[Start of Exercise input]

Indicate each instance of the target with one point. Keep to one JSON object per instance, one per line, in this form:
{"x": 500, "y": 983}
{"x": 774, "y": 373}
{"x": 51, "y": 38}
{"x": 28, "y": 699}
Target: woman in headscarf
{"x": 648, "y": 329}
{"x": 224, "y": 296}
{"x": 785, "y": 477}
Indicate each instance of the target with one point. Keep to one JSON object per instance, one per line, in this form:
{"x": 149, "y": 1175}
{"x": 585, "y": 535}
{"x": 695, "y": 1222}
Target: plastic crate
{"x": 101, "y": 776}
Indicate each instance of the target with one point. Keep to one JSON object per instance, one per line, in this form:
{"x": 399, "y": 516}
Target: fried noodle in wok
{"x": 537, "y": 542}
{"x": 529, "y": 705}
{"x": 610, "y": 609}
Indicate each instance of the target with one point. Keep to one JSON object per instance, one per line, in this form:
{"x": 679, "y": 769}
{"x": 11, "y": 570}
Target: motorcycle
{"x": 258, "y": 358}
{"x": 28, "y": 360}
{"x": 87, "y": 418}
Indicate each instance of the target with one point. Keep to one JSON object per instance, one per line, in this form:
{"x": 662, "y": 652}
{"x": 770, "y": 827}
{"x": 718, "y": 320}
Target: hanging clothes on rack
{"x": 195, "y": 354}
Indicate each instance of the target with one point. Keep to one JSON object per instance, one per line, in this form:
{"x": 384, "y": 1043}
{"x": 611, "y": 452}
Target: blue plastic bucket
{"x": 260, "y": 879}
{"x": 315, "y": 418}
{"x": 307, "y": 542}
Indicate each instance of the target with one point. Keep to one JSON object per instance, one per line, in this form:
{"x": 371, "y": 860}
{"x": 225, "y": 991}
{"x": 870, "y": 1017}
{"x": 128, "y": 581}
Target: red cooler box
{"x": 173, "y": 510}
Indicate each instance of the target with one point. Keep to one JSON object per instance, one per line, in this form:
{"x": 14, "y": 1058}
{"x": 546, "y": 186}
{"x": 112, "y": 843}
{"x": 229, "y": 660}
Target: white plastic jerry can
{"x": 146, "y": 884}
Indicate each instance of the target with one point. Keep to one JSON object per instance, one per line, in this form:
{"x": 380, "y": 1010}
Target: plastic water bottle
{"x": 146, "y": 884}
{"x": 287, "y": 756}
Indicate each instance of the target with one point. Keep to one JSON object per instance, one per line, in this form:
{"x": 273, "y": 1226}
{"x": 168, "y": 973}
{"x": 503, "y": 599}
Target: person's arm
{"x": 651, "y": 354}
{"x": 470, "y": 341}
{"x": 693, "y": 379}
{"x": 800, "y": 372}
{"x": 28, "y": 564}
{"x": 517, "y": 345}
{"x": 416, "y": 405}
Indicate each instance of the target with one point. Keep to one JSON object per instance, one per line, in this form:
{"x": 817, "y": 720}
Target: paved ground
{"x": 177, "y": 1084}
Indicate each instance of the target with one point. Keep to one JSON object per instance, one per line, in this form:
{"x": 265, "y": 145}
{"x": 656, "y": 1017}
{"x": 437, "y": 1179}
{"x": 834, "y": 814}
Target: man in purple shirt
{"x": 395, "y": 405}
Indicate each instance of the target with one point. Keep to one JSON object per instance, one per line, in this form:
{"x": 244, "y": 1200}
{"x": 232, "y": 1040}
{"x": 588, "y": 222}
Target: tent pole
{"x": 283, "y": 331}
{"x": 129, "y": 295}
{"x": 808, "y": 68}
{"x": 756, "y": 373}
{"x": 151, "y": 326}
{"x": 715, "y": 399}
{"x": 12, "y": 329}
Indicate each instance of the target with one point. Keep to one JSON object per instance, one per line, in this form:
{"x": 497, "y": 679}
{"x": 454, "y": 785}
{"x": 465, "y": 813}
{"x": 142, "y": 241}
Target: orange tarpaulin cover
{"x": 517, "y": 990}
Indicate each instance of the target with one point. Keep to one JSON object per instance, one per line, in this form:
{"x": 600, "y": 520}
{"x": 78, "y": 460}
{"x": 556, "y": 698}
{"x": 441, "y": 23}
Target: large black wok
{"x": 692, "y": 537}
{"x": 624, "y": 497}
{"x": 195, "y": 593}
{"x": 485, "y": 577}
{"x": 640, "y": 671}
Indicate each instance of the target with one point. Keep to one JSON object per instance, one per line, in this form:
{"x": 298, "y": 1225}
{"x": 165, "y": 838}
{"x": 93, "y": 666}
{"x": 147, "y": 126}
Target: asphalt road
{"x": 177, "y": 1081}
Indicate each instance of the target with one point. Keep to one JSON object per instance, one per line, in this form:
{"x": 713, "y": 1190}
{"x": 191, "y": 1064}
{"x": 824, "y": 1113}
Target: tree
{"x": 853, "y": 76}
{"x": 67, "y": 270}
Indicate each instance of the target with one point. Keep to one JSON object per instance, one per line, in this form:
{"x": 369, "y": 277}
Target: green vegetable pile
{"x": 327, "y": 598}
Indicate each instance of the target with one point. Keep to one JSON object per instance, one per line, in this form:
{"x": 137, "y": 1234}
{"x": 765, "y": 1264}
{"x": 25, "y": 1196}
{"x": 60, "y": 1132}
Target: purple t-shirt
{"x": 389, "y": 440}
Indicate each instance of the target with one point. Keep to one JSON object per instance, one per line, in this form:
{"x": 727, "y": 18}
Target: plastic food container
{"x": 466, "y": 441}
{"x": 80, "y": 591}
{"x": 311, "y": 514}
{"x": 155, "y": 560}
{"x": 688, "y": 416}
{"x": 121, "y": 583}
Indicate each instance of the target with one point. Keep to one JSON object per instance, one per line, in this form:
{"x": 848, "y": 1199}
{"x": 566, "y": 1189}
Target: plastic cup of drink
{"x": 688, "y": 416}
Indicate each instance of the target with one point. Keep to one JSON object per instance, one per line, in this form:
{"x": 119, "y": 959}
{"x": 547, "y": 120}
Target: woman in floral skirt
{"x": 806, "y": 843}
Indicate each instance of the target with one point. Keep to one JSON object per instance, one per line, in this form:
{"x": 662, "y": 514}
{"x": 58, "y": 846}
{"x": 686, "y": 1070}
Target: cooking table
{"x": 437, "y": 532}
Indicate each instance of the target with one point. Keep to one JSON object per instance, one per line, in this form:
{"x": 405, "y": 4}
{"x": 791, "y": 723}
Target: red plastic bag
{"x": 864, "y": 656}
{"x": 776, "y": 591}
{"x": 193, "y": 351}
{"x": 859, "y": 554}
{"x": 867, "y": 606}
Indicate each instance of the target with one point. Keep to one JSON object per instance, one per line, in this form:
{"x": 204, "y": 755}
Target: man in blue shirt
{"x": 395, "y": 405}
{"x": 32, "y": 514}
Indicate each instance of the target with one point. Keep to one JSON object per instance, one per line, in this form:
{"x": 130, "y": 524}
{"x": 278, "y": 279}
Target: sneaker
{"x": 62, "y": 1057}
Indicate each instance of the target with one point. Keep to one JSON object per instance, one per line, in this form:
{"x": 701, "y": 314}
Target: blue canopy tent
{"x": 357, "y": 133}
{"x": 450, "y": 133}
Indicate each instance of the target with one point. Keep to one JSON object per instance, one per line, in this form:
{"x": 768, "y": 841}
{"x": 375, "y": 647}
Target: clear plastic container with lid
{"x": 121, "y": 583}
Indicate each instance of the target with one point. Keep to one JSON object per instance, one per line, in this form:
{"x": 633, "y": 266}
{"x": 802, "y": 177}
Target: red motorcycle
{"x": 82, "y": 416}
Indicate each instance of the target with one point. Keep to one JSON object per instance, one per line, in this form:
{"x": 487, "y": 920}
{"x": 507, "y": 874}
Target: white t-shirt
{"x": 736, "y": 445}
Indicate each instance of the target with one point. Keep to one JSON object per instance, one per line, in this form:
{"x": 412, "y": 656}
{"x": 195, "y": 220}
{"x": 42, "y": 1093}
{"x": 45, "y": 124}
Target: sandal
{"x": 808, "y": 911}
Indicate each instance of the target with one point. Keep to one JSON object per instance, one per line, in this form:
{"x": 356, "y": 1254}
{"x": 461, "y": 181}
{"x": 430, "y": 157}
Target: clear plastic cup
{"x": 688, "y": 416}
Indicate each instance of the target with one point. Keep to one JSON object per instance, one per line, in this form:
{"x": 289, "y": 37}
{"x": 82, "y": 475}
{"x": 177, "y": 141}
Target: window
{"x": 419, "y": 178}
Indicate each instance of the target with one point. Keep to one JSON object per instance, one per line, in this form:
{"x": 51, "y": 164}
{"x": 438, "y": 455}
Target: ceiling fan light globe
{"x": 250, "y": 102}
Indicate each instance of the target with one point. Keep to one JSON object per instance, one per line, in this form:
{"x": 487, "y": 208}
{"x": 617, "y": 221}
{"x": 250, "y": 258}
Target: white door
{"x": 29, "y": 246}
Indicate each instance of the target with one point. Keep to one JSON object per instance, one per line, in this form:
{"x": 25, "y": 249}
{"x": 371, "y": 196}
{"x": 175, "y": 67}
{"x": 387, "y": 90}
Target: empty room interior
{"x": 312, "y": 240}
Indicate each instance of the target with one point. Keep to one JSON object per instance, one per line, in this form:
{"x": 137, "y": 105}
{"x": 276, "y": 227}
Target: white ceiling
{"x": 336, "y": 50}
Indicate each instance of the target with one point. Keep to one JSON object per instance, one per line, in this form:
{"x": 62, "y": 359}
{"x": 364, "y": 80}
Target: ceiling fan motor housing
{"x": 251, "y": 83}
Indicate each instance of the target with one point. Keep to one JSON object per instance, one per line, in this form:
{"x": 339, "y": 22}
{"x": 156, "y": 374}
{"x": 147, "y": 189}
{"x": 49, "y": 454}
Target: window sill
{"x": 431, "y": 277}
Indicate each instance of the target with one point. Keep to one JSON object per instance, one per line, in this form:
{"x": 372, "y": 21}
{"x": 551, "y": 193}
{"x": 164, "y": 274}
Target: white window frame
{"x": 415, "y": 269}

[End of Exercise input]

How many lines in the listing above contain the string "window", matching case exactly? Give only the number.

*Task result*:
3